Required work -
a) Answer these questions using the article on Ford's acquisition of SAIPS:
(i) In what year was SAIPS founded?
(ii) How many employees does SAIPS have?
(iii) Who serves as SAIPS's CTO?
b) In the article on Ford's acquisition of SAIPS, recast the paragraph beginning "SAIPS will operate as an independent Ford subsidiary" as a short bulleted list that keeps its main facts.
c) Carry on the article about Ford's acquisition of SAIPS, starting right after its final sentence.

Selected passage -
SAIPS will play a key role in Ford’s autonomous car program. Ford hopes to release its own autonomous cars by 2021
Congratulations to Israeli startup SAIPS, which announced on Tuesday that it has been acquired by auto industry powerhouse Ford. Founded in 2013, SAIPS develops computer vision and machine learning solutions.
The price for the acquisition was not published, but is believed to be in the tens of millions of dollars. Before the acquisition, SAIPS had received no external investments because the company’s entrepreneurs were its sole investors.
SAIPS will work on Ford’s vision of an autonomous car by 2021
SAIPS will operate as an independent Ford subsidiary, and continue to serve its existing customers in Israel and around the world. These customers come from a broad range of industries: aviation and space, medical equipment, semiconductors, biometric security, mobile, internet, sports, games, etc. The Israeli company will continue its own business, in addition to expanding its activity in the framework of Ford’s autonomous car program and moving ahead with the auto industry giant’s vision of offering an autonomous car for commercial use or shared trips as early as 2021.
SAIPS specializes in developing algorithms based on Deep Neural Networks. Its portfolio includes a number of technologies designed to provide a solution to quite a few challenges in the computer vision field: recognition of patterns and anomalies, detection and tracking, 3D, behavior prediction, positioning, image enhancement, and more.
Following the acquisition, SAIPS will help Ford develop the advanced artificial intelligence algorithms needed to map a car’s dynamic surroundings and make complicated split-second decisions, which will be crucial to autonomous cars’ functioning. SAIPS’ founders are CEO Udy Danino, U.S. branch manager Noga Zieber, and CTO Rotem Littman. The founders of the 12-employee company assert that SAIPS was already making a profit in its first year while achieving annual growth of over 50% in revenue and profits.

(Collected data)
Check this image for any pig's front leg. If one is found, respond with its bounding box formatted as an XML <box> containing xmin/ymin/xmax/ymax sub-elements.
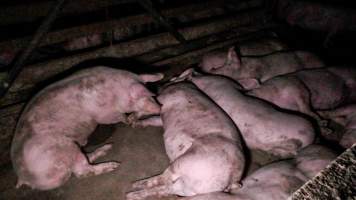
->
<box><xmin>87</xmin><ymin>144</ymin><xmax>112</xmax><ymax>163</ymax></box>
<box><xmin>73</xmin><ymin>146</ymin><xmax>120</xmax><ymax>178</ymax></box>
<box><xmin>128</xmin><ymin>115</ymin><xmax>163</xmax><ymax>127</ymax></box>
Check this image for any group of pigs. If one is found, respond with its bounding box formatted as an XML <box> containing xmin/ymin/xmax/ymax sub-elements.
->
<box><xmin>11</xmin><ymin>36</ymin><xmax>356</xmax><ymax>200</ymax></box>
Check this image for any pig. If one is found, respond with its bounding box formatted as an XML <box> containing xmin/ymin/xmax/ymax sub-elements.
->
<box><xmin>198</xmin><ymin>47</ymin><xmax>324</xmax><ymax>84</ymax></box>
<box><xmin>293</xmin><ymin>144</ymin><xmax>337</xmax><ymax>179</ymax></box>
<box><xmin>243</xmin><ymin>67</ymin><xmax>356</xmax><ymax>133</ymax></box>
<box><xmin>319</xmin><ymin>104</ymin><xmax>356</xmax><ymax>148</ymax></box>
<box><xmin>63</xmin><ymin>33</ymin><xmax>103</xmax><ymax>51</ymax></box>
<box><xmin>126</xmin><ymin>82</ymin><xmax>245</xmax><ymax>200</ymax></box>
<box><xmin>184</xmin><ymin>71</ymin><xmax>315</xmax><ymax>158</ymax></box>
<box><xmin>182</xmin><ymin>145</ymin><xmax>336</xmax><ymax>200</ymax></box>
<box><xmin>276</xmin><ymin>0</ymin><xmax>356</xmax><ymax>47</ymax></box>
<box><xmin>11</xmin><ymin>67</ymin><xmax>163</xmax><ymax>190</ymax></box>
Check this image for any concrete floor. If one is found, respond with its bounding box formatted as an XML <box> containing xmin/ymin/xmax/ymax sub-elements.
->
<box><xmin>0</xmin><ymin>124</ymin><xmax>181</xmax><ymax>200</ymax></box>
<box><xmin>0</xmin><ymin>124</ymin><xmax>290</xmax><ymax>200</ymax></box>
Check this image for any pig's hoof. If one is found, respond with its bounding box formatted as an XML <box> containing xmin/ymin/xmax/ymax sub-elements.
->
<box><xmin>104</xmin><ymin>162</ymin><xmax>120</xmax><ymax>173</ymax></box>
<box><xmin>127</xmin><ymin>114</ymin><xmax>138</xmax><ymax>128</ymax></box>
<box><xmin>126</xmin><ymin>190</ymin><xmax>146</xmax><ymax>200</ymax></box>
<box><xmin>319</xmin><ymin>119</ymin><xmax>329</xmax><ymax>127</ymax></box>
<box><xmin>87</xmin><ymin>144</ymin><xmax>112</xmax><ymax>162</ymax></box>
<box><xmin>320</xmin><ymin>127</ymin><xmax>334</xmax><ymax>136</ymax></box>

Answers for this exercise -
a)
(i) 2013
(ii) 12
(iii) Rotem Littman

b)
- SAIPS will be an independent Ford subsidiary.
- It will keep serving its existing customers in Israel and worldwide, who come from aviation and space, medical equipment, semiconductors, biometric security, mobile, internet, sports, games and other industries.
- Besides running its own business, it will expand its work within Ford's autonomous car program.
- It will help advance Ford's plan to offer an autonomous car for commercial use or shared trips as early as 2021.

c)
Commenting on the acquisition, Danino said, “I’m proud of the company’s employees, who indisputably constitute one of the best algorithms groups in Israel. We’re delighted and excited to join the Ford family in general, and especially its autonomous car program. It is difficult to imagine a more exciting combination of a product with such a major effect on the world we live in and an algorithmic challenge on the cutting edge of technology. We’re thrilled to discover in Ford a professional environment that fosters innovation and dynamism, and we’re enthusiastic about the potential cooperation and our common future.”
Ford steps on the gas
Ford reports that it expects to triple its fleet of autonomous driving test vehicles to 30 this year, a larger fleet than that of any other auto manufacturer in the world. The test vehicles will travel on roads in California, Arizona, and Michigan. Ford has also invested in two other companies, Velodyne and Civil Maps, and has signed a licensing agreement with Nirenberg Neuroscience, a computer vision company.